## Task
Please print out the entries below unchanged and skip the images.

## Data provided

━━━━━━━━

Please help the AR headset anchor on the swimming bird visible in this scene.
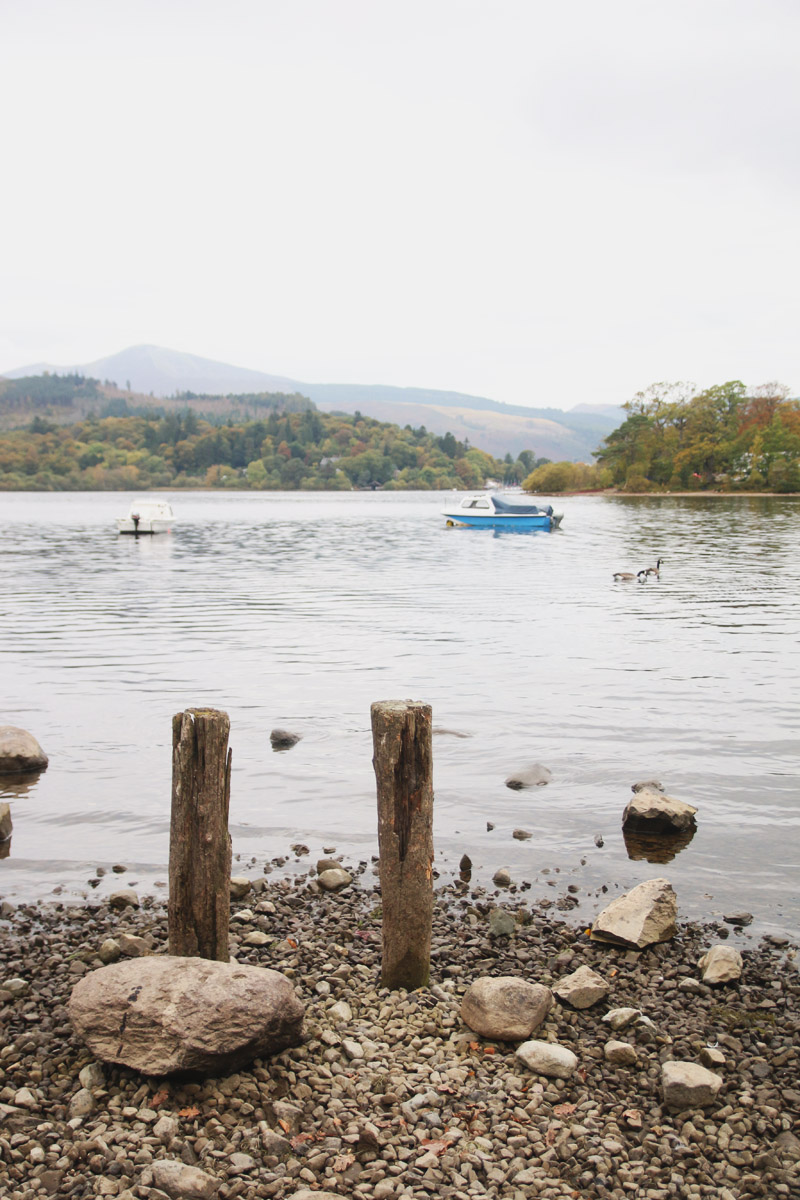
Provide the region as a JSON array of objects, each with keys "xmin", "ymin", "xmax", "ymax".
[
  {"xmin": 613, "ymin": 569, "xmax": 647, "ymax": 581},
  {"xmin": 644, "ymin": 558, "xmax": 665, "ymax": 576}
]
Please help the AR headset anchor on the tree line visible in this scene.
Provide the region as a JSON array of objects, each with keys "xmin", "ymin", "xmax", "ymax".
[
  {"xmin": 0, "ymin": 401, "xmax": 546, "ymax": 492},
  {"xmin": 522, "ymin": 380, "xmax": 799, "ymax": 494}
]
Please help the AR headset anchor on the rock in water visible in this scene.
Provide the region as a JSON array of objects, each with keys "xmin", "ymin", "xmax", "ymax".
[
  {"xmin": 591, "ymin": 878, "xmax": 677, "ymax": 948},
  {"xmin": 505, "ymin": 764, "xmax": 552, "ymax": 790},
  {"xmin": 460, "ymin": 976, "xmax": 552, "ymax": 1041},
  {"xmin": 0, "ymin": 802, "xmax": 11, "ymax": 841},
  {"xmin": 699, "ymin": 944, "xmax": 743, "ymax": 984},
  {"xmin": 0, "ymin": 726, "xmax": 48, "ymax": 774},
  {"xmin": 270, "ymin": 728, "xmax": 302, "ymax": 750},
  {"xmin": 69, "ymin": 956, "xmax": 304, "ymax": 1075},
  {"xmin": 622, "ymin": 786, "xmax": 698, "ymax": 833}
]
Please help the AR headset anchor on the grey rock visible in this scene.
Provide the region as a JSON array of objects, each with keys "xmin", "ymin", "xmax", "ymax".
[
  {"xmin": 723, "ymin": 911, "xmax": 753, "ymax": 927},
  {"xmin": 602, "ymin": 1007, "xmax": 644, "ymax": 1030},
  {"xmin": 505, "ymin": 763, "xmax": 551, "ymax": 789},
  {"xmin": 272, "ymin": 1100, "xmax": 304, "ymax": 1134},
  {"xmin": 631, "ymin": 779, "xmax": 664, "ymax": 793},
  {"xmin": 488, "ymin": 907, "xmax": 517, "ymax": 937},
  {"xmin": 117, "ymin": 932, "xmax": 150, "ymax": 957},
  {"xmin": 662, "ymin": 1061, "xmax": 723, "ymax": 1109},
  {"xmin": 699, "ymin": 945, "xmax": 743, "ymax": 985},
  {"xmin": 228, "ymin": 1152, "xmax": 257, "ymax": 1173},
  {"xmin": 68, "ymin": 1087, "xmax": 95, "ymax": 1118},
  {"xmin": 78, "ymin": 1062, "xmax": 105, "ymax": 1090},
  {"xmin": 229, "ymin": 876, "xmax": 252, "ymax": 899},
  {"xmin": 69, "ymin": 955, "xmax": 304, "ymax": 1075},
  {"xmin": 516, "ymin": 1039, "xmax": 578, "ymax": 1078},
  {"xmin": 151, "ymin": 1160, "xmax": 218, "ymax": 1199},
  {"xmin": 512, "ymin": 828, "xmax": 532, "ymax": 840},
  {"xmin": 98, "ymin": 938, "xmax": 121, "ymax": 964},
  {"xmin": 700, "ymin": 1046, "xmax": 726, "ymax": 1069},
  {"xmin": 460, "ymin": 976, "xmax": 552, "ymax": 1041},
  {"xmin": 259, "ymin": 1122, "xmax": 292, "ymax": 1156},
  {"xmin": 270, "ymin": 728, "xmax": 302, "ymax": 749},
  {"xmin": 592, "ymin": 878, "xmax": 677, "ymax": 948},
  {"xmin": 492, "ymin": 868, "xmax": 512, "ymax": 887},
  {"xmin": 553, "ymin": 964, "xmax": 610, "ymax": 1009},
  {"xmin": 0, "ymin": 726, "xmax": 48, "ymax": 774},
  {"xmin": 316, "ymin": 857, "xmax": 342, "ymax": 874},
  {"xmin": 108, "ymin": 889, "xmax": 139, "ymax": 910}
]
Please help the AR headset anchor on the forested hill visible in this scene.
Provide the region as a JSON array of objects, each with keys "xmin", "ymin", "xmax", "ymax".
[{"xmin": 0, "ymin": 381, "xmax": 547, "ymax": 492}]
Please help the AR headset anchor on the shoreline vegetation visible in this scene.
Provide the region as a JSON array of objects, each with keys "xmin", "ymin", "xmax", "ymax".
[
  {"xmin": 0, "ymin": 868, "xmax": 797, "ymax": 1199},
  {"xmin": 1, "ymin": 373, "xmax": 798, "ymax": 495}
]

━━━━━━━━

## Answer box
Please help the AR headset anchor on the swimming bird visible in this scene.
Provide the region as a JSON array of objects, each with keys "xmin", "ymin", "xmax", "ymax".
[
  {"xmin": 613, "ymin": 569, "xmax": 647, "ymax": 581},
  {"xmin": 644, "ymin": 558, "xmax": 665, "ymax": 576}
]
Please help the AR headset anchor on the tree line visible in this scene.
Provide the region as a JSON array of objects, each with keys "xmin", "ymin", "xmax", "ymax".
[
  {"xmin": 0, "ymin": 401, "xmax": 546, "ymax": 492},
  {"xmin": 522, "ymin": 380, "xmax": 799, "ymax": 494}
]
Please help the AR headset anchor on the rock in water visible in this scene.
Provide the region as a JSON array of objects, each with keys "xmin", "ymin", "xmax", "ymax".
[
  {"xmin": 591, "ymin": 878, "xmax": 677, "ymax": 948},
  {"xmin": 505, "ymin": 764, "xmax": 552, "ymax": 790},
  {"xmin": 460, "ymin": 976, "xmax": 552, "ymax": 1041},
  {"xmin": 0, "ymin": 802, "xmax": 11, "ymax": 841},
  {"xmin": 699, "ymin": 944, "xmax": 743, "ymax": 984},
  {"xmin": 0, "ymin": 726, "xmax": 48, "ymax": 774},
  {"xmin": 270, "ymin": 728, "xmax": 302, "ymax": 750},
  {"xmin": 69, "ymin": 956, "xmax": 304, "ymax": 1075},
  {"xmin": 622, "ymin": 786, "xmax": 698, "ymax": 833}
]
Please help the AR headset anchor on the grey rock visible in this scene.
Provide the region as a JSON array of objects, each with keys "xmin", "ymin", "xmax", "ymax".
[
  {"xmin": 723, "ymin": 911, "xmax": 753, "ymax": 927},
  {"xmin": 602, "ymin": 1007, "xmax": 644, "ymax": 1030},
  {"xmin": 505, "ymin": 763, "xmax": 551, "ymax": 789},
  {"xmin": 272, "ymin": 1100, "xmax": 304, "ymax": 1134},
  {"xmin": 631, "ymin": 779, "xmax": 664, "ymax": 793},
  {"xmin": 488, "ymin": 907, "xmax": 517, "ymax": 937},
  {"xmin": 117, "ymin": 932, "xmax": 150, "ymax": 957},
  {"xmin": 662, "ymin": 1061, "xmax": 723, "ymax": 1109},
  {"xmin": 699, "ymin": 945, "xmax": 743, "ymax": 985},
  {"xmin": 228, "ymin": 1152, "xmax": 257, "ymax": 1173},
  {"xmin": 68, "ymin": 1087, "xmax": 95, "ymax": 1118},
  {"xmin": 78, "ymin": 1062, "xmax": 105, "ymax": 1090},
  {"xmin": 229, "ymin": 876, "xmax": 252, "ymax": 899},
  {"xmin": 69, "ymin": 955, "xmax": 304, "ymax": 1075},
  {"xmin": 516, "ymin": 1039, "xmax": 578, "ymax": 1078},
  {"xmin": 151, "ymin": 1160, "xmax": 218, "ymax": 1199},
  {"xmin": 512, "ymin": 828, "xmax": 532, "ymax": 840},
  {"xmin": 98, "ymin": 938, "xmax": 121, "ymax": 964},
  {"xmin": 700, "ymin": 1046, "xmax": 726, "ymax": 1069},
  {"xmin": 460, "ymin": 976, "xmax": 552, "ymax": 1041},
  {"xmin": 259, "ymin": 1122, "xmax": 292, "ymax": 1156},
  {"xmin": 270, "ymin": 728, "xmax": 302, "ymax": 749},
  {"xmin": 592, "ymin": 878, "xmax": 677, "ymax": 948},
  {"xmin": 492, "ymin": 868, "xmax": 512, "ymax": 887},
  {"xmin": 553, "ymin": 964, "xmax": 610, "ymax": 1009},
  {"xmin": 0, "ymin": 726, "xmax": 48, "ymax": 774},
  {"xmin": 316, "ymin": 857, "xmax": 342, "ymax": 874},
  {"xmin": 108, "ymin": 889, "xmax": 139, "ymax": 910}
]
Please help the AR headset anchor on the forested hill visible in this scene.
Provide the region as a JSON array of objects, each with keys "xmin", "ymin", "xmax", "ymax".
[{"xmin": 0, "ymin": 381, "xmax": 547, "ymax": 492}]
Please help the AR headset anchor on the shoreline vegetation visible in this scene.
Provide the region as a JSON array of objects, each with keys "xmin", "ymin", "xmax", "ymax".
[
  {"xmin": 0, "ymin": 868, "xmax": 797, "ymax": 1199},
  {"xmin": 1, "ymin": 373, "xmax": 798, "ymax": 495}
]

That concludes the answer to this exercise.